-- WRITTEN INSTRUCTION --
Reproduce all of the rows below word for word, leaving out the pictures.

BEGIN RECORDED DATA

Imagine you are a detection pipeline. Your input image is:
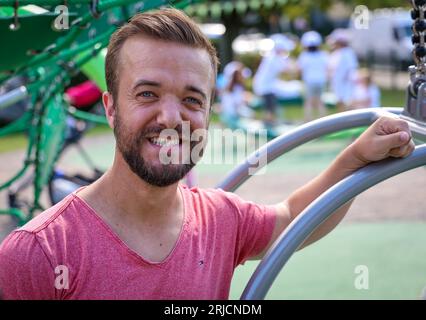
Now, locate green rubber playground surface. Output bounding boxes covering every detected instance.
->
[230,222,426,300]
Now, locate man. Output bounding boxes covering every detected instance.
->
[0,9,413,299]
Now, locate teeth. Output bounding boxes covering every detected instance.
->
[149,138,179,147]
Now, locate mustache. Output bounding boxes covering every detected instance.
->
[139,124,182,138]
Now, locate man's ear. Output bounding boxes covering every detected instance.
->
[102,91,116,129]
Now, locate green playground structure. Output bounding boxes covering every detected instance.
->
[0,0,203,224]
[0,0,426,299]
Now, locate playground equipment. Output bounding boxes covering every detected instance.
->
[219,0,426,299]
[0,0,197,224]
[0,0,426,299]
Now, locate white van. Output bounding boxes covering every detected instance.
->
[350,9,413,64]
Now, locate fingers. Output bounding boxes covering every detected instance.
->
[389,140,415,158]
[375,116,411,136]
[379,131,411,150]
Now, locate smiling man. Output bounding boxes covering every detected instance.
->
[0,9,413,299]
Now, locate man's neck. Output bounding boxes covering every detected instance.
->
[79,155,183,225]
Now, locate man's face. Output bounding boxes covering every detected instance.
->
[107,37,214,186]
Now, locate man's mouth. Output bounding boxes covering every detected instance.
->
[148,137,181,147]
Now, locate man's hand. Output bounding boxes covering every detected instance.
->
[256,116,414,258]
[350,116,414,168]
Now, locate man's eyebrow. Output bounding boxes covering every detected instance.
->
[185,86,207,100]
[133,79,161,90]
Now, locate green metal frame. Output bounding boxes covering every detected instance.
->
[0,0,203,224]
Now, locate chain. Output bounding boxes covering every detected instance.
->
[411,0,426,74]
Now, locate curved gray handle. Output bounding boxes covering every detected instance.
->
[241,144,426,300]
[216,108,402,191]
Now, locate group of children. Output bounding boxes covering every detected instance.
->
[220,29,380,125]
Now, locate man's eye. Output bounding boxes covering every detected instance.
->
[138,91,155,98]
[185,97,203,106]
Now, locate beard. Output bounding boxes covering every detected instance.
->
[114,110,204,187]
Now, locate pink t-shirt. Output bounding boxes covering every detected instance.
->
[0,186,276,299]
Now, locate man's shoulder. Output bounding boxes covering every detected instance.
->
[16,194,83,233]
[182,186,243,212]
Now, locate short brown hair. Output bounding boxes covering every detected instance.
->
[105,8,219,100]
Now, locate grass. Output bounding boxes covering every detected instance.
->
[230,222,426,300]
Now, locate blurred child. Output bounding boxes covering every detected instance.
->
[297,31,328,122]
[253,34,294,125]
[350,69,380,109]
[221,61,252,129]
[328,29,358,112]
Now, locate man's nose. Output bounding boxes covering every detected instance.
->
[157,99,182,129]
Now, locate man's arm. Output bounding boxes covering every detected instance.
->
[256,117,414,259]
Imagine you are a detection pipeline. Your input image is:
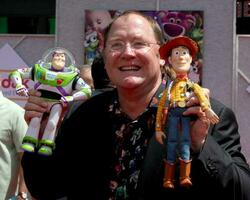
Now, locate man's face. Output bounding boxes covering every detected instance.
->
[168,46,192,74]
[52,53,65,70]
[104,14,162,89]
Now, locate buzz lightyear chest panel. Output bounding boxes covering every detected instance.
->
[34,64,77,87]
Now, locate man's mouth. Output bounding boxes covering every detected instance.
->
[119,66,140,72]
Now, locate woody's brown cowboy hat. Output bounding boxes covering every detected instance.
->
[159,36,199,60]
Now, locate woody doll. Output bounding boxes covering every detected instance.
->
[156,36,219,188]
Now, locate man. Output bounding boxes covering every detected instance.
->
[22,11,250,200]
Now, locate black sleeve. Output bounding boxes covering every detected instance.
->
[198,99,250,199]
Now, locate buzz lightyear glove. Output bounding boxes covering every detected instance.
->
[16,85,29,97]
[60,96,74,107]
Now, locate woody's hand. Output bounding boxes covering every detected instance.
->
[155,131,166,145]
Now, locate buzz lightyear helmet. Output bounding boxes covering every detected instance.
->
[37,47,75,71]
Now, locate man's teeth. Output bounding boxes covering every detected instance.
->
[120,66,140,71]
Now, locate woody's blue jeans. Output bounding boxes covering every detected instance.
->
[166,107,191,163]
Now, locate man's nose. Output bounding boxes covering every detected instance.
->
[122,43,135,54]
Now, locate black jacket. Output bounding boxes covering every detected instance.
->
[22,91,250,200]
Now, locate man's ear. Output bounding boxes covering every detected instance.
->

END RECORDED DATA

-- WRITTEN ANSWER --
Imagine you are a detection pipeline. Your input image is:
Now, locate green rubber playground surface. Output bounding boxes covering every detected instance.
->
[230,222,426,300]
Now, locate man. Output bounding boxes covering every detected instance.
->
[0,9,413,299]
Now, locate teeth. Output bounding boxes covering every detected instance.
->
[149,138,179,147]
Now, locate mustache. Output bounding boxes covering every detected instance.
->
[139,124,182,138]
Now, locate man's ear. Output bounding boxes covering every detected instance.
->
[102,91,116,129]
Now, locate green playground structure. Output bounding boxes covering every detected instance.
->
[0,0,203,224]
[0,0,426,299]
Now, locate playground equipment. Output bounding boxes covering every detected instance.
->
[219,0,426,299]
[0,0,197,224]
[0,0,426,299]
Now, locate white van. Output bounding boxes covering every detected instance.
->
[350,9,413,64]
Now, locate fingers. Output bounding boxes covering every detected instance.
->
[389,140,415,158]
[375,116,411,136]
[379,131,411,150]
Now, locate smiling man. Output bounding boxes covering every detected instance.
->
[0,9,413,299]
Now, locate man's neck. Output bounding boxes covering every detected instance.
->
[79,155,183,225]
Now, locate man's face. Output bounding boxes covering every detected instance.
->
[107,37,214,186]
Now, locate man's mouth. Output bounding boxes covering every detected instance.
->
[148,137,181,147]
Now, locate man's hand. Output bounding boxes covering every detected instance.
->
[256,116,414,258]
[350,116,414,168]
Now, locate man's eyebrow. Output bounding boxes covering every detected instance.
->
[185,86,207,100]
[133,79,161,90]
Now, locate green metal frame. Output bounding boxes covering every detected instance.
->
[0,0,203,224]
Now, locate chain. Output bounding boxes covering every detected instance.
->
[411,0,426,74]
Now, locate curved gray handle. Output bounding boxes covering every detected instance.
->
[241,144,426,300]
[216,108,402,191]
Now, locate group of children. Output bounding boxes covering every detected instance.
->
[220,29,380,125]
Now, locate man's eye. Output bounding boxes covering every detected instance.
->
[138,91,155,98]
[185,97,203,106]
Now, locate beard. Output bounding boxes covering every detected instance.
->
[114,110,204,187]
Now, locate pink t-shirt. Output bounding boxes covering every detected instance.
->
[0,186,276,299]
Now, locate man's shoulder. Output bounding boxes covering every detected instance.
->
[16,194,83,233]
[182,186,243,212]
Now, locate short brown hair. Output bounding boxes covering every detected instance.
->
[105,8,219,100]
Now, locate grass. Output bounding boxes covering every detected instance.
->
[230,222,426,300]
Now, locate blurred child. Output bounding boxes covering every detected instance.
->
[297,31,328,122]
[253,34,294,125]
[350,69,380,109]
[221,61,252,129]
[328,29,358,112]
Now, locate man's nose. Output bounding boxes covering every detected instance.
->
[157,99,182,129]
Now, locate man's arm. Output bounding boxes covering every detected instance.
->
[256,117,414,259]
Imagine you are a detection pipeline. Your input image is:
Now, locate man's face. Output bounding boxes covering every detected instance.
->
[168,46,192,74]
[52,53,65,70]
[104,14,162,89]
Now, locate buzz lightyear chest panel. Output bounding boxes covering every detected instance.
->
[34,64,77,87]
Now, locate man's mouth. Output bounding boxes covering every detected instance.
->
[119,66,140,72]
Now, locate woody's brown cowboy hat. Output bounding boxes covering every detected instance.
->
[159,36,199,60]
Now, locate woody doll. Output bounding boxes covering every detected instance.
->
[156,36,219,188]
Now, locate man. Output bounding boxes covering every detected instance.
->
[22,11,250,200]
Now, locate black sleeve. Output bounding boxes covering every detected instance.
->
[198,99,250,199]
Now, locate buzz lightyear glove. Output bounding boxes covering every detected instance.
->
[16,85,29,97]
[60,96,74,107]
Now, locate woody's hand. Output bounding boxes covering every detected instance.
->
[155,131,166,145]
Now, locate buzz lightyear helmet. Output bounding boxes covering every detected instance.
->
[37,47,75,71]
Now, locate man's teeth. Output bounding boxes covering every detected instance.
->
[120,66,140,71]
Now, locate woody's blue jeans. Output bounding boxes covering every detected instance.
->
[166,107,191,163]
Now, locate man's nose. Output bounding boxes covering every detected instance.
->
[122,43,135,54]
Now, locate black jacket. Output bounding boxes covering every detected instance.
->
[22,91,250,200]
Now, locate man's ear. Output bounding boxes covering every detected instance.
->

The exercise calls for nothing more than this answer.